Every entry that follows needs to be repeated exactly.
** BEGIN Available data **
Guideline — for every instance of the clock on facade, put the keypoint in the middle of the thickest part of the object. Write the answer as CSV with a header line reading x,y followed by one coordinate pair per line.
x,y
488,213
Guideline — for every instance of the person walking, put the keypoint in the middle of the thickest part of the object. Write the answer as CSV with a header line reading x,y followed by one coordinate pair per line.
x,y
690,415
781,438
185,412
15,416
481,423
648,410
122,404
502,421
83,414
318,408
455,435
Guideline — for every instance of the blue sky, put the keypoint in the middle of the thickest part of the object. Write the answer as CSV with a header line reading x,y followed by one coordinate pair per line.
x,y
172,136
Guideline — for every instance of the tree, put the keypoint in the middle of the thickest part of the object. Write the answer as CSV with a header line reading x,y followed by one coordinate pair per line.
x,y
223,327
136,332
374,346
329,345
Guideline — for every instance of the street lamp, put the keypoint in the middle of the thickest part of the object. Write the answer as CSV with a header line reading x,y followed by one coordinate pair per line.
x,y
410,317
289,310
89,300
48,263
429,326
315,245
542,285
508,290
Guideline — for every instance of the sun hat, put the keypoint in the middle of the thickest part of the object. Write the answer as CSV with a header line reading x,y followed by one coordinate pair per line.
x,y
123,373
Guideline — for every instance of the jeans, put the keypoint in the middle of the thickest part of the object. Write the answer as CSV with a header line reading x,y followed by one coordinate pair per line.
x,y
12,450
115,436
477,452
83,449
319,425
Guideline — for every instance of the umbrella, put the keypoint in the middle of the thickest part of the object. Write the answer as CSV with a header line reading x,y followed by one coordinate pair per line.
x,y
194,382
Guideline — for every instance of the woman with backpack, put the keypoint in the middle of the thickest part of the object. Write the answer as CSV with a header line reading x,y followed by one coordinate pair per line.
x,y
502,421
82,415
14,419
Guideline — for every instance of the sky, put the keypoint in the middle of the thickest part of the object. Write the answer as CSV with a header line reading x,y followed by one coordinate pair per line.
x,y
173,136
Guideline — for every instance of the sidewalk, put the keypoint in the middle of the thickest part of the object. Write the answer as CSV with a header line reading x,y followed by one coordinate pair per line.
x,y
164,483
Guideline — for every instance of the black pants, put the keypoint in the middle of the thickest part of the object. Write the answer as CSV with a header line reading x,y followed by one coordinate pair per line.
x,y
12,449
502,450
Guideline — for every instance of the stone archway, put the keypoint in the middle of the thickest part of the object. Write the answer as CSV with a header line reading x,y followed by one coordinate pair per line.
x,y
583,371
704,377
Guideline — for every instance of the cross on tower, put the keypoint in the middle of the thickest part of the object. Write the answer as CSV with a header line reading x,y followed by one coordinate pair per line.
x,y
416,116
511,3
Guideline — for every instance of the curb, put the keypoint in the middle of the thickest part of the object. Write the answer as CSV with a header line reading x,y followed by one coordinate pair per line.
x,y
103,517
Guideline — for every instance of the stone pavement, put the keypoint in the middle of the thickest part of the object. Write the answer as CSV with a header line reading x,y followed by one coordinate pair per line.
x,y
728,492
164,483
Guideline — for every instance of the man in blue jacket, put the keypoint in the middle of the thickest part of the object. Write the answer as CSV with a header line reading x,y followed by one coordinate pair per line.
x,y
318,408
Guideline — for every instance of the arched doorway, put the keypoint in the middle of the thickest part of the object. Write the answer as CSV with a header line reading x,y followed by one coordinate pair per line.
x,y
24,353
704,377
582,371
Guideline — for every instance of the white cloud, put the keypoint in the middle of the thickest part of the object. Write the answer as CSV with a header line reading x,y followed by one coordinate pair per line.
** END Available data **
## Exercise result
Guideline — for every instance of the clock on facade, put the keypoint in the middle of the thickest part of the object. Write the answer as CSV with a header line reading x,y followed by one coordinate pair per line.
x,y
488,213
Guideline — for every instance of the person walking, put the keypoint in the middle of the thickest part of the object. Write the answer as CSV with a header line reading x,y followed by one coordinate pair per line.
x,y
690,415
781,438
185,412
15,416
481,423
648,410
122,404
502,421
83,414
318,408
455,435
Guideline — for every instance of the blue sky, put the keypoint in the middle of the thickest part of the object. Write the answer as CSV with a header line reading x,y followed by one coordinate pair per line.
x,y
172,136
Guideline — for every instance of the tree, put the keypoint in the middle of the thickest part of the object. Write the answer as CSV with a header line reading x,y followed by one coordinate pair per line.
x,y
223,327
136,332
374,346
329,345
Guideline — for every instance of the street lamp, put the keypoint in the middle of the thickest part of the object. Write the answer as CSV with a header line reading x,y followed by one coordinate pair per line.
x,y
410,317
289,310
89,300
48,263
429,326
315,245
542,285
508,290
Guideline — for every instance of the sun hat, put the keypoint in the middle of the thickest part of the object. Write the answer as CSV with a header line reading x,y followed by one coordinate pair per line.
x,y
123,373
Guideline — for every instance of the jeans, put the keypoint in the middle of the thickest part of the object. Write the answer as CSV with a header line reading x,y followed by one coordinate pair per line.
x,y
12,450
115,436
477,452
83,449
319,425
Guideline — for every instance of the umbrella, put the keypoint in the middle of the thickest part of the object. Write the answer as CSV with a header line reading x,y followed by one coordinate pair per line.
x,y
194,382
Guideline — for every instance of the woman with backpack, put the keypoint in the middle of the thickest part of the object. Write the answer as CSV with a header line reading x,y followed by one coordinate pair per line.
x,y
502,421
82,415
14,419
Guideline — for every instance of the sky, put the keypoint in the middle of the thickest part of the object. Write the answer as CSV with a header line reading x,y followed by one coordinate pair per line.
x,y
173,136
Guideline — for every instance of the sidewalk, put the keypoint in the middle of the thickest part of the object. Write the answer as CSV with a header line reading x,y followed by one coordinate pair per line.
x,y
164,483
Guideline — for every instance of the black pants, put the keypoint in the middle of the thickest part of the object. Write the answer as CSV with a header line reading x,y followed by one coordinate pair per line.
x,y
12,449
502,450
Guideline — for every instance of the stone archway, put the keypoint in the middle of the thickest part of the object. Write the answer as CSV with a header line reading x,y followed by one coordinate pair per line.
x,y
583,371
704,377
Guideline — for every instance of the cross on tower, put the keypoint in the middle of the thickest part of the object. Write the answer as CSV with a header line reading x,y followed by one coordinate pair per line.
x,y
416,116
511,3
Guideline — for every instance of the curb, put the keypoint in the middle of the thickest part of the object. Write the answer as CSV with a header line reading x,y followed by one coordinate pair per line.
x,y
103,517
Guideline — for every instance of the stone pavement, put the keypoint in the middle of the thickest part of the object. Write the answer as CSV with a header line reading x,y followed by one coordinate pair per line.
x,y
728,492
164,483
Guideline — for every instance of the man in blue jacket, put the keypoint in the middle of the thickest part of the object. Write the answer as CSV with a header line reading x,y followed by one coordinate pair per line.
x,y
318,408
Guideline — for every instance of the arched doorway, put the keypoint in the middle of the thickest part of the object. Write the answer as CSV with a header line reading x,y followed by one coordinate pair per line.
x,y
24,353
704,377
582,371
Guideline — for every instance of the white cloud, put the keypoint in the middle of the thickest part of the object. Write the answer as CSV with a header line reading x,y followed by one coordinate pair per line.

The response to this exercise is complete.